Extracted records

==========

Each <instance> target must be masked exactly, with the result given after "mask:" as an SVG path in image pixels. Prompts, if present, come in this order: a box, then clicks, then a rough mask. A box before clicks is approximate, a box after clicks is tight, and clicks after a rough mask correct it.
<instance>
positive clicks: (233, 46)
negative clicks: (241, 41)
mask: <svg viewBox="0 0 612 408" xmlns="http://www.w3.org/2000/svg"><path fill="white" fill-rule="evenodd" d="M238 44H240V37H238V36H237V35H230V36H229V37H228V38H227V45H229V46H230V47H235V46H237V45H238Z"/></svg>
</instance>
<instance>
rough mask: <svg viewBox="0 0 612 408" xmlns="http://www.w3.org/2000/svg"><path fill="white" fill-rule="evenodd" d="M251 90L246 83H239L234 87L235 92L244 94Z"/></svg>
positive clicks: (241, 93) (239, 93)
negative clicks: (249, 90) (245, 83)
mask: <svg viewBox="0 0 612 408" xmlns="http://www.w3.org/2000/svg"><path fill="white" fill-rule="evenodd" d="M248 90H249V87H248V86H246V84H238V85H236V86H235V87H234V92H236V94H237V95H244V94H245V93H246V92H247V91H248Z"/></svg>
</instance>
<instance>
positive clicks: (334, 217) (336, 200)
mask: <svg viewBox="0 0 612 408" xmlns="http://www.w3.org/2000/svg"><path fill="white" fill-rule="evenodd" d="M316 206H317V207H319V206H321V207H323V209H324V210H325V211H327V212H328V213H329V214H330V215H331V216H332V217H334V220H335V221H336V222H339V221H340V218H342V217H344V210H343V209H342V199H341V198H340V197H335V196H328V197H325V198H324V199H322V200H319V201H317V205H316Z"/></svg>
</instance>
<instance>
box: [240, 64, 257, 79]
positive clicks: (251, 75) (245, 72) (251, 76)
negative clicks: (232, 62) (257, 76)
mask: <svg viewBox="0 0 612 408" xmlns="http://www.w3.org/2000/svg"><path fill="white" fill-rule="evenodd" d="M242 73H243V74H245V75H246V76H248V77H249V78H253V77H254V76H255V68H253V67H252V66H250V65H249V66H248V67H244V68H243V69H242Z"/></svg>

==========

■ Assignment:
Please set down each line of the records exactly as given.

■ Expected answer:
Each <instance> target must be masked exactly, with the result given after "mask:" as an SVG path in image pixels. Prompts, if present, come in this order: a box, then clicks, then a rough mask. A box before clicks is approximate, a box after clicks is tight, and clicks after a rough mask correct it.
<instance>
positive clicks: (233, 46)
negative clicks: (241, 41)
mask: <svg viewBox="0 0 612 408" xmlns="http://www.w3.org/2000/svg"><path fill="white" fill-rule="evenodd" d="M238 44H240V37H238V36H237V35H230V36H229V37H228V38H227V45H229V46H230V47H235V46H237V45H238Z"/></svg>
</instance>
<instance>
rough mask: <svg viewBox="0 0 612 408" xmlns="http://www.w3.org/2000/svg"><path fill="white" fill-rule="evenodd" d="M251 90L246 83H239L234 87L235 92L244 94Z"/></svg>
positive clicks: (241, 93) (239, 93)
negative clicks: (249, 90) (245, 83)
mask: <svg viewBox="0 0 612 408" xmlns="http://www.w3.org/2000/svg"><path fill="white" fill-rule="evenodd" d="M248 90H249V87H248V86H246V84H238V85H236V86H235V87H234V92H236V94H237V95H244V94H245V93H246V92H247V91H248Z"/></svg>
</instance>
<instance>
positive clicks: (334, 217) (336, 200)
mask: <svg viewBox="0 0 612 408" xmlns="http://www.w3.org/2000/svg"><path fill="white" fill-rule="evenodd" d="M316 206H317V207H319V206H321V207H323V209H324V210H325V211H327V212H328V213H329V214H330V215H331V216H332V217H334V220H335V221H336V222H339V221H340V218H342V217H344V210H343V209H342V199H341V198H340V197H335V196H328V197H325V198H324V199H322V200H319V201H317V205H316Z"/></svg>
</instance>
<instance>
box: [240, 64, 257, 79]
positive clicks: (251, 75) (245, 72) (251, 76)
negative clicks: (232, 62) (257, 76)
mask: <svg viewBox="0 0 612 408" xmlns="http://www.w3.org/2000/svg"><path fill="white" fill-rule="evenodd" d="M242 73H243V74H245V75H246V76H248V77H249V78H253V77H254V76H255V68H253V67H252V66H250V65H249V66H248V67H244V68H243V69H242Z"/></svg>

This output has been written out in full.